• _Written request_: Please lay out every line of the data below as a Markdown table with two columns, Row for the row number and Line for the line itself, leaving out any blank lines.

• _Supplied records_:
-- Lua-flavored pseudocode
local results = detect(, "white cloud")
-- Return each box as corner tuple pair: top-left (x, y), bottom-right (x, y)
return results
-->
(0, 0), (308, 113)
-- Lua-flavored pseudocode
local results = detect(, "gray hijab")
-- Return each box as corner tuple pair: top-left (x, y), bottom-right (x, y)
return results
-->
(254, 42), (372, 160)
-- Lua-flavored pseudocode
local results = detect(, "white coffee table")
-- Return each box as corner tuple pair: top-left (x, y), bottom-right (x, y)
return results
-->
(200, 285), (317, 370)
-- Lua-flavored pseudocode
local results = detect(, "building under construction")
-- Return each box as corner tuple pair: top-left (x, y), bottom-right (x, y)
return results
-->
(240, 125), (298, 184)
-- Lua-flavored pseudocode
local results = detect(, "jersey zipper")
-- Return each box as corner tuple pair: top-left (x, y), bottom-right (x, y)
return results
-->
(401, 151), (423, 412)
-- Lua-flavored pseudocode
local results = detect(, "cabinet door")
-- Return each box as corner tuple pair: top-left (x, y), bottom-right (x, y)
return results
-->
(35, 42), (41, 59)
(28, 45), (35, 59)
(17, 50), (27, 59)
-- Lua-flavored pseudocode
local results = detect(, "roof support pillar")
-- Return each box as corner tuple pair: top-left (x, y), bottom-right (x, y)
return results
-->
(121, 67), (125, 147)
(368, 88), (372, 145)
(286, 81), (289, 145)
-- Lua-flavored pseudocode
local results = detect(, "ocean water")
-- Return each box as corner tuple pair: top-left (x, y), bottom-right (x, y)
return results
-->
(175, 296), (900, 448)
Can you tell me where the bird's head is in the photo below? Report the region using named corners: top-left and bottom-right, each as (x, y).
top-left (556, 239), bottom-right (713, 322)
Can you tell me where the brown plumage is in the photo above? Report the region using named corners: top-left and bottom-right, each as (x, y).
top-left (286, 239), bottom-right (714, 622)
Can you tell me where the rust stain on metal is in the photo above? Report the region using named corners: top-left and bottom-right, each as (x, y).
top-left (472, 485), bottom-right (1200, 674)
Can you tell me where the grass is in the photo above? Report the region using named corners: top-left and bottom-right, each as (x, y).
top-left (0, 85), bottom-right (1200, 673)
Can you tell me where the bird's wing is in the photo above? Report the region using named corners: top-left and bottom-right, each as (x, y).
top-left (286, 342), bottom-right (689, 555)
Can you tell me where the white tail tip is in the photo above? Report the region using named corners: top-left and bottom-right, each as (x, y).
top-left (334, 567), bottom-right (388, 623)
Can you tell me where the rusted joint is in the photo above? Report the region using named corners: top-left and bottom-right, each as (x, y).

• _Result for this task_:
| Row | Line |
|---|---|
| 1 | -- Lua-flavored pseudocode |
| 2 | local results = detect(, "white cloud") |
| 3 | -- Return each box as corner tuple pair: top-left (x, y), bottom-right (x, y) |
| 4 | return results |
| 5 | --> |
| 6 | (0, 0), (308, 113) |
| 7 | -- Lua-flavored pseudocode |
| 8 | local results = detect(, "gray hijab") |
| 9 | -- Return each box as corner tuple pair: top-left (x, y), bottom-right (x, y) |
| 10 | return results |
| 11 | --> |
| 12 | (254, 42), (372, 160) |
| 13 | -- Lua-flavored pseudocode |
| 14 | local results = detect(, "white coffee table") |
| 15 | -- Return each box as corner tuple pair: top-left (x, y), bottom-right (x, y) |
| 16 | return results |
| 17 | --> |
| 18 | (200, 285), (317, 370) |
| 19 | -- Lua-flavored pseudocode |
| 20 | local results = detect(, "building under construction") |
| 21 | -- Return each box as corner tuple pair: top-left (x, y), bottom-right (x, y) |
| 22 | return results |
| 23 | --> |
| 24 | (240, 125), (298, 184) |
| 25 | -- Lua-flavored pseudocode |
| 26 | local results = detect(, "jersey zipper") |
| 27 | -- Return each box as corner tuple pair: top-left (x, y), bottom-right (x, y) |
| 28 | return results |
| 29 | --> |
| 30 | (401, 151), (423, 412) |
| 31 | -- Lua-flavored pseudocode |
| 32 | local results = detect(, "cabinet door") |
| 33 | -- Return each box as corner tuple pair: top-left (x, y), bottom-right (x, y) |
| 34 | return results |
| 35 | --> |
| 36 | (35, 42), (41, 59) |
| 37 | (28, 45), (35, 59) |
| 38 | (17, 50), (27, 59) |
| 39 | -- Lua-flavored pseudocode |
| 40 | local results = detect(, "roof support pillar") |
| 41 | -- Return each box as corner tuple pair: top-left (x, y), bottom-right (x, y) |
| 42 | return results |
| 43 | --> |
| 44 | (121, 67), (125, 147) |
| 45 | (368, 88), (372, 145) |
| 46 | (286, 81), (289, 145) |
| 47 | -- Lua-flavored pseudocode |
| 48 | local results = detect(, "ocean water") |
| 49 | -- Return each box as corner tuple pair: top-left (x, y), bottom-right (x, y) |
| 50 | return results |
| 51 | --> |
| 52 | (175, 296), (900, 448) |
| 53 | Can you tell me where the bird's head is in the photo below? Report the region using named corners: top-left and bottom-right, each as (x, y). |
| 54 | top-left (556, 239), bottom-right (713, 322) |
| 55 | Can you tell me where the brown plumage is in the photo above? Report the region using named corners: top-left and bottom-right, each as (x, y). |
| 56 | top-left (286, 239), bottom-right (714, 622) |
| 57 | Can you tell me where the rust stain on metal is in the photo above? Report the region using named corners: top-left and bottom-right, each as (x, y). |
| 58 | top-left (472, 485), bottom-right (1200, 674) |
| 59 | Can you tell me where the grass is in the photo above? Report the region using named corners: top-left and bottom-right, each as (x, y). |
| 60 | top-left (0, 85), bottom-right (1200, 673) |
| 61 | Can you tell me where the bird's wing is in the photo above? Report the region using named corners: top-left and bottom-right, each as (x, y). |
| 62 | top-left (286, 342), bottom-right (689, 555) |
| 63 | Can you tell me where the white tail tip is in the photo above? Report the region using named corners: top-left and bottom-right, each as (x, y). |
| 64 | top-left (334, 567), bottom-right (388, 623) |
| 65 | Can you tell me where the rusted joint is in the photo above? Report the region using named corners: top-left and bottom-right, each as (x, y). |